**TASK PROMPT:**
Count the lines holding the string "cracked" in the records, and give only the count.
[AVAILABLE DATA — start]
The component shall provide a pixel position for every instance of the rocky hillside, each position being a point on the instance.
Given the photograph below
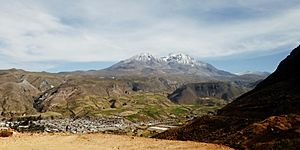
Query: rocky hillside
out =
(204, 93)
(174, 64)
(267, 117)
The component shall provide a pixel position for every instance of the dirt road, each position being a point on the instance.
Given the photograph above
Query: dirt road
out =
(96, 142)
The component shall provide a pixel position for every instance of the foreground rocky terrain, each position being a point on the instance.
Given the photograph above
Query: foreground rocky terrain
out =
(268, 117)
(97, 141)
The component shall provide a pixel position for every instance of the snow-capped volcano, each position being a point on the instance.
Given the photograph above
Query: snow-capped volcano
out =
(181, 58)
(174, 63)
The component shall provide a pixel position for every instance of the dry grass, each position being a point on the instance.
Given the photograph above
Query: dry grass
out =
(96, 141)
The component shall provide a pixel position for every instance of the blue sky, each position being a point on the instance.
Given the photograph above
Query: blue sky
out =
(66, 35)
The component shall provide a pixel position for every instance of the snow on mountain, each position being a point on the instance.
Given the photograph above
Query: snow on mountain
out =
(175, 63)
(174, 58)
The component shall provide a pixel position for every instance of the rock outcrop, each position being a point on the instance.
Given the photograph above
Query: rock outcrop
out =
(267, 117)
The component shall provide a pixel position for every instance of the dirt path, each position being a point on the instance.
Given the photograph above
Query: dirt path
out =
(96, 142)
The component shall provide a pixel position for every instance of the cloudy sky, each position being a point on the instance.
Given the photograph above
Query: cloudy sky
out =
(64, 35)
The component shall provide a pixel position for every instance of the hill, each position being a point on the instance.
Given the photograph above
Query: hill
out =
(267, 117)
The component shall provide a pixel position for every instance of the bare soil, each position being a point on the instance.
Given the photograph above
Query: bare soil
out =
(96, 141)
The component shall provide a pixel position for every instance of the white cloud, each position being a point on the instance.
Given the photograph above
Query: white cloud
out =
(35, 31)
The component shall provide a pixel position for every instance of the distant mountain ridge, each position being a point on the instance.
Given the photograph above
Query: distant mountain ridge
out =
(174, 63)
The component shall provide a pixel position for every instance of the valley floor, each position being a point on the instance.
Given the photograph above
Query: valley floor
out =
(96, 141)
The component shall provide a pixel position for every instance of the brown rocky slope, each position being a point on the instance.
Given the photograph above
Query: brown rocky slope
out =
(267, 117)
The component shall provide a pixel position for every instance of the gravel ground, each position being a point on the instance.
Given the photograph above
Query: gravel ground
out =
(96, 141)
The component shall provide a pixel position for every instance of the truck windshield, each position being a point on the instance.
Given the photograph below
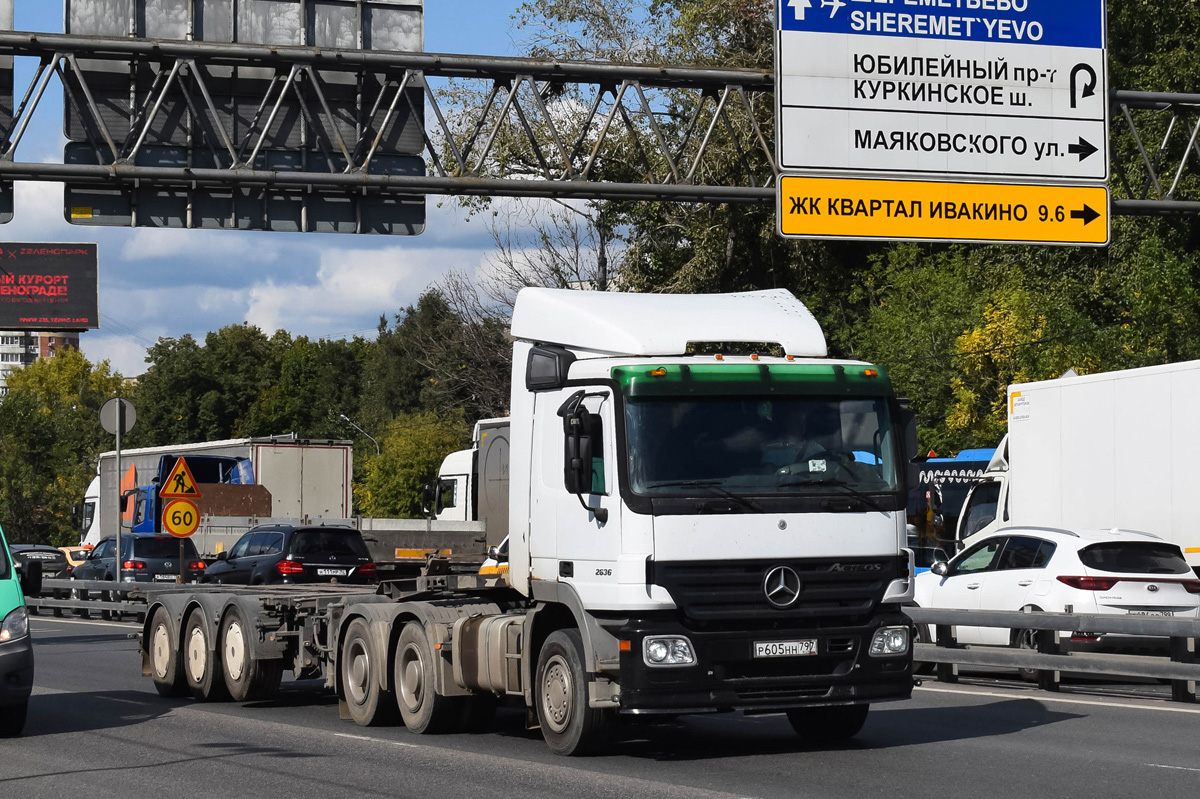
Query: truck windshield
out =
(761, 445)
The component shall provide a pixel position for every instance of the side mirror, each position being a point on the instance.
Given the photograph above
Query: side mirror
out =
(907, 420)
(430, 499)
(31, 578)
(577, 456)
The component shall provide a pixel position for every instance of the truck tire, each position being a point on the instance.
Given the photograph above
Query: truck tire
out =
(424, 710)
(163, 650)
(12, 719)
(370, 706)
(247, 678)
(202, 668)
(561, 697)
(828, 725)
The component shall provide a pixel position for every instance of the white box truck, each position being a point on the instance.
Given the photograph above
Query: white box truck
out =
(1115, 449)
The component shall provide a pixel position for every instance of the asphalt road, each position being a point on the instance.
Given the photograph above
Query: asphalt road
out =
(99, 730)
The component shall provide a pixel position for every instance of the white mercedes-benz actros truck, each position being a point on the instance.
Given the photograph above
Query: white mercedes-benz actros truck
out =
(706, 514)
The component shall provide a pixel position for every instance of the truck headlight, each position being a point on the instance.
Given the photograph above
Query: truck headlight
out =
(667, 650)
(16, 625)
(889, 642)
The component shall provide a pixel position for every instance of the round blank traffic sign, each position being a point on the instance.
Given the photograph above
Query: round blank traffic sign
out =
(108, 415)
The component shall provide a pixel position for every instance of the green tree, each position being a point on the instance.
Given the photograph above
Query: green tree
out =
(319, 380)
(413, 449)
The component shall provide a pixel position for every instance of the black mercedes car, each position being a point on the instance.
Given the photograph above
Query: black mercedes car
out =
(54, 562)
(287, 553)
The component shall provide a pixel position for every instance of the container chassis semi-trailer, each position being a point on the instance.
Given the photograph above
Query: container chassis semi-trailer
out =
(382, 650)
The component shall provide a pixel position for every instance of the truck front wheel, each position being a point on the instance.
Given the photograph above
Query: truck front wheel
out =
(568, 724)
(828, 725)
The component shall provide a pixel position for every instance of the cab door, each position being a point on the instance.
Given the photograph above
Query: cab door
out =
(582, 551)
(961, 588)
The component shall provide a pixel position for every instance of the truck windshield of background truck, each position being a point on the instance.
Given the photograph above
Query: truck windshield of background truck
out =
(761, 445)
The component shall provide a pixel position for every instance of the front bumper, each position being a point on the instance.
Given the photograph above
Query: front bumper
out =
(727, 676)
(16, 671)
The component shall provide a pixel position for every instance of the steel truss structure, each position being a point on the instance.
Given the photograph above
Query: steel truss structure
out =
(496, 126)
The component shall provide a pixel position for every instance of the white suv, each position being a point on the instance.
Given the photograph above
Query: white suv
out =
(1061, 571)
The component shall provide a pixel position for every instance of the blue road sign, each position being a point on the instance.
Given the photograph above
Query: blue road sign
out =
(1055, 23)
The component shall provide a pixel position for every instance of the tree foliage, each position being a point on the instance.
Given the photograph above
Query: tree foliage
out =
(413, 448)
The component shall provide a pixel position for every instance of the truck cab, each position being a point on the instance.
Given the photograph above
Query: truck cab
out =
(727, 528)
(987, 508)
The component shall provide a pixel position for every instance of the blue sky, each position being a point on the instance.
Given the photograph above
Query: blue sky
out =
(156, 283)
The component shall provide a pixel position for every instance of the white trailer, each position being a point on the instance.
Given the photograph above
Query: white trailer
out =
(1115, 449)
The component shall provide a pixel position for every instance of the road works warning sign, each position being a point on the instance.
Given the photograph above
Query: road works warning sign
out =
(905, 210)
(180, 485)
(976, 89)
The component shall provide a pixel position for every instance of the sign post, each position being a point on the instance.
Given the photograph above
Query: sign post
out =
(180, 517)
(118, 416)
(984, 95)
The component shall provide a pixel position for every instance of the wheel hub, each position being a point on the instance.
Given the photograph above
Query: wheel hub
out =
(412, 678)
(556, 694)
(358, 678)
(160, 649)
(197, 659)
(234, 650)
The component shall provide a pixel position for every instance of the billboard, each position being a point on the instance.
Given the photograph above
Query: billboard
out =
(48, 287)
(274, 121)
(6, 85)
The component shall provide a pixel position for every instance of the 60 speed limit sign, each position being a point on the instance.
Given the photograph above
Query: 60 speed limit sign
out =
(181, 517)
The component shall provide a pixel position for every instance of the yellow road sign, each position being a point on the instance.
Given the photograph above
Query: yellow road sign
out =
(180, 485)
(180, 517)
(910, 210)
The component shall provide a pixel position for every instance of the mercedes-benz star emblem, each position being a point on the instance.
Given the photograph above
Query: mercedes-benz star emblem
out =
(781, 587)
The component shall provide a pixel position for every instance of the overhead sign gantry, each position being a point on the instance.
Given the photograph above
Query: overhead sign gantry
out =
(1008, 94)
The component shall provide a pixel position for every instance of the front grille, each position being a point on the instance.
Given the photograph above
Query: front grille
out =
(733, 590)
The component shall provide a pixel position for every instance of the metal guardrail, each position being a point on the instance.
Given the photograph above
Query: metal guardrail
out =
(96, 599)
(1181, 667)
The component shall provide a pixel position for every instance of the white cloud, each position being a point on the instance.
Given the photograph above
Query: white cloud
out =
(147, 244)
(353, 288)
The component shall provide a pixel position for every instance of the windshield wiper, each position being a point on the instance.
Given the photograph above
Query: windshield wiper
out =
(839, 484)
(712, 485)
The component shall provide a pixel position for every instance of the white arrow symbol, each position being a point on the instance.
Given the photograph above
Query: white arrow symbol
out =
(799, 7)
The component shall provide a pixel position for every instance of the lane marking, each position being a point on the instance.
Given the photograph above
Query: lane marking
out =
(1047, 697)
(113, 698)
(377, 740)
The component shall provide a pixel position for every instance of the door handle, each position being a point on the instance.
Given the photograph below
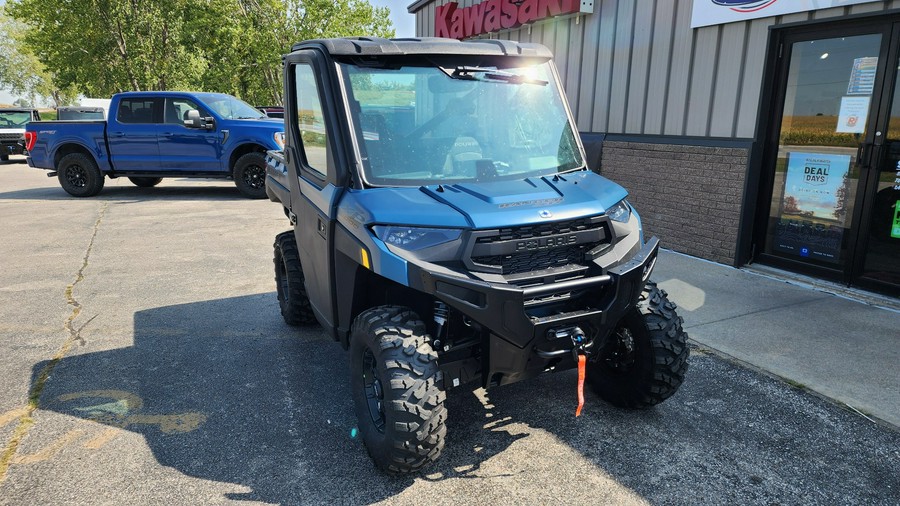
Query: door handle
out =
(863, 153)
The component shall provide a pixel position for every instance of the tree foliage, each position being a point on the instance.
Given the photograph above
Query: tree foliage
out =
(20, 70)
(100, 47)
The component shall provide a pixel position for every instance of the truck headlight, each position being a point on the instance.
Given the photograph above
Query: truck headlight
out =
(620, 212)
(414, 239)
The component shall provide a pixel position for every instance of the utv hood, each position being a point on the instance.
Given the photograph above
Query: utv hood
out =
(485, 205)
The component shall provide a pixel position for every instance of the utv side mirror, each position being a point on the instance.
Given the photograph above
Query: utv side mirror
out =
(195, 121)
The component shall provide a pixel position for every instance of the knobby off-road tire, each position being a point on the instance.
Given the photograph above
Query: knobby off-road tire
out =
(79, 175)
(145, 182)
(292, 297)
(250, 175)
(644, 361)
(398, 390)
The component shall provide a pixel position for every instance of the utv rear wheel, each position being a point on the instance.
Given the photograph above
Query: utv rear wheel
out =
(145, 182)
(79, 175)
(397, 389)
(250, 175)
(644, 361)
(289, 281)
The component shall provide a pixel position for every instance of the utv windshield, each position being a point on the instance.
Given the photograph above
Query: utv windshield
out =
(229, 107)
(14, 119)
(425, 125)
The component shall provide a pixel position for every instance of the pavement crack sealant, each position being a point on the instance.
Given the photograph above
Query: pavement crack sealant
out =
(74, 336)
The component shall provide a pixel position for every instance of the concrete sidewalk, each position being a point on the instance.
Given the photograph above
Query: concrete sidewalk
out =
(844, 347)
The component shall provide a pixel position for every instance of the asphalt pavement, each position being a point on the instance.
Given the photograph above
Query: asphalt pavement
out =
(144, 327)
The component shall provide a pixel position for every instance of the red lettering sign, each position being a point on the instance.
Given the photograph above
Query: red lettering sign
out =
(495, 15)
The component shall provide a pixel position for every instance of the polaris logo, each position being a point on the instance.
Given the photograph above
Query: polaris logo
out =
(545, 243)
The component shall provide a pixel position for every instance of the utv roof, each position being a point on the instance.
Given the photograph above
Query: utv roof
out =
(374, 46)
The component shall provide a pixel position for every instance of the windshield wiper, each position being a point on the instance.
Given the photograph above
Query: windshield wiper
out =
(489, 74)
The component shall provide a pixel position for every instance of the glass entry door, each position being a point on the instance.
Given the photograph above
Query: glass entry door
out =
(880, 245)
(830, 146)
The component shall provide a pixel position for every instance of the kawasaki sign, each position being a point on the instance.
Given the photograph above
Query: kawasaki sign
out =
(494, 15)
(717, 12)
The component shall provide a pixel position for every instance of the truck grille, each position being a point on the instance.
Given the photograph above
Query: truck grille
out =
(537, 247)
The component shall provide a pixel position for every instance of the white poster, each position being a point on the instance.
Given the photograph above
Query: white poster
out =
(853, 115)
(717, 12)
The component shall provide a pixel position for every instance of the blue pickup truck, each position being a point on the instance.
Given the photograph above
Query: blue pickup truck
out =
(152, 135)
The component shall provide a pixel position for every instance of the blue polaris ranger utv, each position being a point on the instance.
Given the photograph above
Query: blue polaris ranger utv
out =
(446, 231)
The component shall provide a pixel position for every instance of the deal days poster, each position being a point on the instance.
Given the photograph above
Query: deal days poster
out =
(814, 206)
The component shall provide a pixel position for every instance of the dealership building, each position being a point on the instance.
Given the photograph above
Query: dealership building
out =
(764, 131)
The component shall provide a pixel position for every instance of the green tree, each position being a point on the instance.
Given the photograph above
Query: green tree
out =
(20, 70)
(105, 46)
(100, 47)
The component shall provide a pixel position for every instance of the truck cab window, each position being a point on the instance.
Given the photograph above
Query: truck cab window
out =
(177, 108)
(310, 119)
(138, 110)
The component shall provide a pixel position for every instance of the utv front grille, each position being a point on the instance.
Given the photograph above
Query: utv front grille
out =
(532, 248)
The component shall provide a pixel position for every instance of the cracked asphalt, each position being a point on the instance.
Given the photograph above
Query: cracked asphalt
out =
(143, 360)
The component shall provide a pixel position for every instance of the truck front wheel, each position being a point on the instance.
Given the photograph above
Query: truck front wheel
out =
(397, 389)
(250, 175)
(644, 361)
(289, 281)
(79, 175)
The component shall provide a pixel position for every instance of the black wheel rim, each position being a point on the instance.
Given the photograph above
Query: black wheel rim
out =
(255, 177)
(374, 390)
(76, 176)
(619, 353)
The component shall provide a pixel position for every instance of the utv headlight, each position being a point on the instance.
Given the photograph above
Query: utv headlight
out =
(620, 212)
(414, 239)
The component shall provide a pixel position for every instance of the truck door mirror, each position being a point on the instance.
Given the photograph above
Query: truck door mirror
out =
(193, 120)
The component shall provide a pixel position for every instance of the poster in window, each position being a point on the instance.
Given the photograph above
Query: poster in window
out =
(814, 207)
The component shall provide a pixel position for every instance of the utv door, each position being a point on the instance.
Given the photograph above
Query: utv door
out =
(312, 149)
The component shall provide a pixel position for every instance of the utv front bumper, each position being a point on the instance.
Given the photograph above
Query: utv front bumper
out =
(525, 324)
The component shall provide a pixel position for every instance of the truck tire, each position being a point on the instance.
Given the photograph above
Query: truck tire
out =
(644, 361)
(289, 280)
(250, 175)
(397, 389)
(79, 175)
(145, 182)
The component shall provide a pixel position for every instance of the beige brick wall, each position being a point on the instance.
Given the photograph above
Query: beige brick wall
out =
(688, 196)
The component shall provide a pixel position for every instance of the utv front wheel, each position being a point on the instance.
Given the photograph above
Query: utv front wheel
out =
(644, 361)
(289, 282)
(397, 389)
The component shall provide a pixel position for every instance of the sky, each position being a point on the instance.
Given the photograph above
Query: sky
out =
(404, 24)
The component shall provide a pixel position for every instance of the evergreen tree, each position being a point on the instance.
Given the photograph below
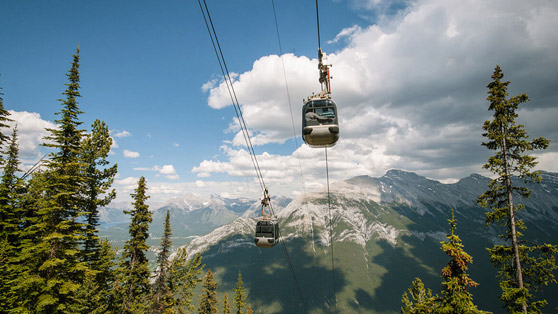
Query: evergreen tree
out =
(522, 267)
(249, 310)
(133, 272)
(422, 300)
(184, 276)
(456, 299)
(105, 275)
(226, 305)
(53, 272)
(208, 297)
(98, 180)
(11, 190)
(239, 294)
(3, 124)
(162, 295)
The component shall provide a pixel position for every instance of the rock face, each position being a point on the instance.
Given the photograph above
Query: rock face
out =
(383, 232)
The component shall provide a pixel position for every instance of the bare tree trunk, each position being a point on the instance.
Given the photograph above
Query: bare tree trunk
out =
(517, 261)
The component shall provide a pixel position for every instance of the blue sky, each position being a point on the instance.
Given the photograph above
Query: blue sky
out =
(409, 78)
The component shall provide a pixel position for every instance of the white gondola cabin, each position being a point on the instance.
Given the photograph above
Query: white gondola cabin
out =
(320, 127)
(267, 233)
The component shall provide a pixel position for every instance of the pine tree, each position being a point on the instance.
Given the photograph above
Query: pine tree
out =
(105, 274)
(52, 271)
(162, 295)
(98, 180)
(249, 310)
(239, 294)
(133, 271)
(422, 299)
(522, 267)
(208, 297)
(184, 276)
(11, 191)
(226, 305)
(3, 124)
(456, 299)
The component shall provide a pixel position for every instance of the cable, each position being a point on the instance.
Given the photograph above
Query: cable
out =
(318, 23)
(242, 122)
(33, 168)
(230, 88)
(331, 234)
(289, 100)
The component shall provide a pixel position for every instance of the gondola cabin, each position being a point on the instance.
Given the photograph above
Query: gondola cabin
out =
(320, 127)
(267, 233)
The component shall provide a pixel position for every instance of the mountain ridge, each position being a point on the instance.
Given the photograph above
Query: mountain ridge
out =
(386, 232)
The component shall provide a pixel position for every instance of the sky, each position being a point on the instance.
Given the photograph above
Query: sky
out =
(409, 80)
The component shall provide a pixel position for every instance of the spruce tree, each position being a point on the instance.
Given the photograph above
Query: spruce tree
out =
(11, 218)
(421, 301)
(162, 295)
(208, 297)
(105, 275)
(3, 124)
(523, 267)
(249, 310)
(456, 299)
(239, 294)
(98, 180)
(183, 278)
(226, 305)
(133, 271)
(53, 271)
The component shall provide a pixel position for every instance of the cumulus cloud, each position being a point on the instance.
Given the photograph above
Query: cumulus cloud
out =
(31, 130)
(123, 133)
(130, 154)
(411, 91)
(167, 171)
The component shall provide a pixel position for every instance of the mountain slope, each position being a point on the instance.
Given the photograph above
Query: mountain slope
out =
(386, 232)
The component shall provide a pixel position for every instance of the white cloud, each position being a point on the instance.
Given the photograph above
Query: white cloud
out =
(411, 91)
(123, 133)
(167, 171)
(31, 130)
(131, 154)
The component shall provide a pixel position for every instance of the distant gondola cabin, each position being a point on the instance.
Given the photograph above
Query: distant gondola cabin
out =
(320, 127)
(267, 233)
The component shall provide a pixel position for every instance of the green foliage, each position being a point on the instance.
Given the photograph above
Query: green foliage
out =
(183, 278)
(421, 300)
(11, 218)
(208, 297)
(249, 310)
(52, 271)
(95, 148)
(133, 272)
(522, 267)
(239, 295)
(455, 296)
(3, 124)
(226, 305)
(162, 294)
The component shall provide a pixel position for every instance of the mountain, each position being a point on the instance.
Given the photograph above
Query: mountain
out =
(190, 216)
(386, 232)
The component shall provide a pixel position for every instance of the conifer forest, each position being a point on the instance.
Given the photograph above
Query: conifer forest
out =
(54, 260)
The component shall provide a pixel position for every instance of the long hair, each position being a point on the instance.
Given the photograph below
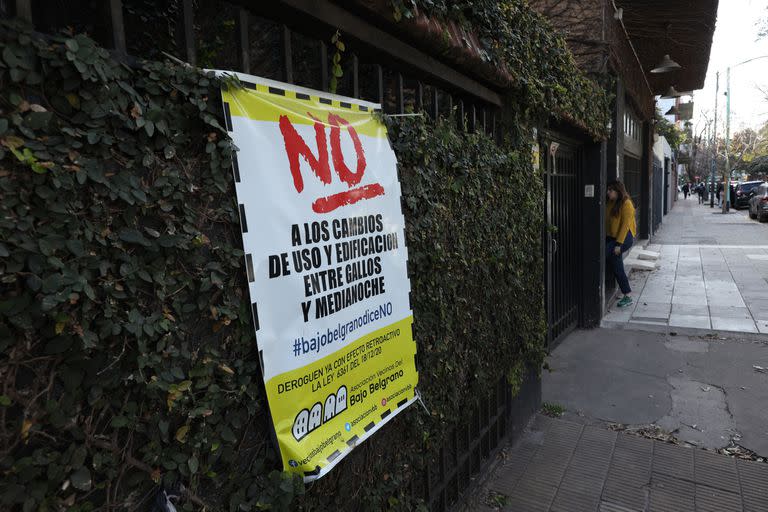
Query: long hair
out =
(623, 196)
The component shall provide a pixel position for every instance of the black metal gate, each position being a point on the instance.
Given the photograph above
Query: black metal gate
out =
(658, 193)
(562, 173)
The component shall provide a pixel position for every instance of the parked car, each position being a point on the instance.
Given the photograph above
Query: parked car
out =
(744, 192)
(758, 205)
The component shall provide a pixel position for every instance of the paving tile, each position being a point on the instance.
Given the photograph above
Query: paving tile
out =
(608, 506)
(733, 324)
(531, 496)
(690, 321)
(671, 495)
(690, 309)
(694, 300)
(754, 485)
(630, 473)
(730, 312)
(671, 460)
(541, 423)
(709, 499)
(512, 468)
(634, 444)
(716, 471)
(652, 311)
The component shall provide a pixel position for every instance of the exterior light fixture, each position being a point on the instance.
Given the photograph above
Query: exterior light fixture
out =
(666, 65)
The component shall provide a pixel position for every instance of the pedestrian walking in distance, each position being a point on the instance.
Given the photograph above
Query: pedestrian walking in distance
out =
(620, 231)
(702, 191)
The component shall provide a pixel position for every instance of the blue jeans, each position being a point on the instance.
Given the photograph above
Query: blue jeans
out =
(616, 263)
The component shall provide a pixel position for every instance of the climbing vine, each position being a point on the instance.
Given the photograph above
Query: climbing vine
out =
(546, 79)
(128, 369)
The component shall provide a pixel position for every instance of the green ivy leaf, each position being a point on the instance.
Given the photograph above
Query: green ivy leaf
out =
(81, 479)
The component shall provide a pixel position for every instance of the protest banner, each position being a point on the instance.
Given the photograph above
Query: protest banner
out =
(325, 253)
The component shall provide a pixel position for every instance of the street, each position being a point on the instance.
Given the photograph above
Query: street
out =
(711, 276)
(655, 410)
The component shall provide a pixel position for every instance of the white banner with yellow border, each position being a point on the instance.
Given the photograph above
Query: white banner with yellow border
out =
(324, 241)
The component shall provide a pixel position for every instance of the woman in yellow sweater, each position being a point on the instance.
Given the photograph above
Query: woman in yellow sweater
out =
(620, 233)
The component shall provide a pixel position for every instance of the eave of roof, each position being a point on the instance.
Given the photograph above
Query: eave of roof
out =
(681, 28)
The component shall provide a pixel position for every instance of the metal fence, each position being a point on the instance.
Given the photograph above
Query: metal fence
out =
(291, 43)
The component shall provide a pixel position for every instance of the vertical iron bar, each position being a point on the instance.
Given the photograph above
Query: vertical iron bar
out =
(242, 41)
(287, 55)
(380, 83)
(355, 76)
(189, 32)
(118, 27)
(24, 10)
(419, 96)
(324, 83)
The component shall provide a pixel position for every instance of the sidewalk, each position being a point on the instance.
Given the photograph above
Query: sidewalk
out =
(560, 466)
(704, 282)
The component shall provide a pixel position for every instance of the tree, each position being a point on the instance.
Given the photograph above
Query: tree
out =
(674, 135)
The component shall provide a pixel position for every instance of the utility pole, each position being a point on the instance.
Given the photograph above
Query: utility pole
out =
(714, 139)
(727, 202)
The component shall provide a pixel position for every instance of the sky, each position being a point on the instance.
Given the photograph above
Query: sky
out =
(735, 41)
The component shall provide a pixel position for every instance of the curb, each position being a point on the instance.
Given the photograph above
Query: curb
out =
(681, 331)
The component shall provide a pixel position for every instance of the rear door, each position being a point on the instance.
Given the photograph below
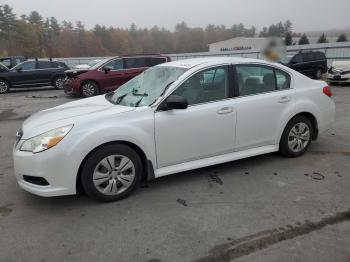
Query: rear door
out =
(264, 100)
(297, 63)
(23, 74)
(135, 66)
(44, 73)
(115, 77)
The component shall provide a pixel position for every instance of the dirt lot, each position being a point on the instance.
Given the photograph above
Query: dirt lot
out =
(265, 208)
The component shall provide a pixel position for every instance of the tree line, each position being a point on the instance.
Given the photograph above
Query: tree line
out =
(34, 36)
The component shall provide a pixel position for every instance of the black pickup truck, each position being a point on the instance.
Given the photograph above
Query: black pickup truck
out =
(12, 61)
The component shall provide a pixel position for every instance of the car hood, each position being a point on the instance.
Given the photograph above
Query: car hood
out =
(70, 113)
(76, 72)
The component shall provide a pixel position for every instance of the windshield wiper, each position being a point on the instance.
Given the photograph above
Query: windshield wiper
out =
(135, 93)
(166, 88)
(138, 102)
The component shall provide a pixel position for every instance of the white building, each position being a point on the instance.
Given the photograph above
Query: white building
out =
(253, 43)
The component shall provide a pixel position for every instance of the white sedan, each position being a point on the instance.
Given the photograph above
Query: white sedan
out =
[AVAILABLE DATA — finish]
**RESPONSE AREA:**
2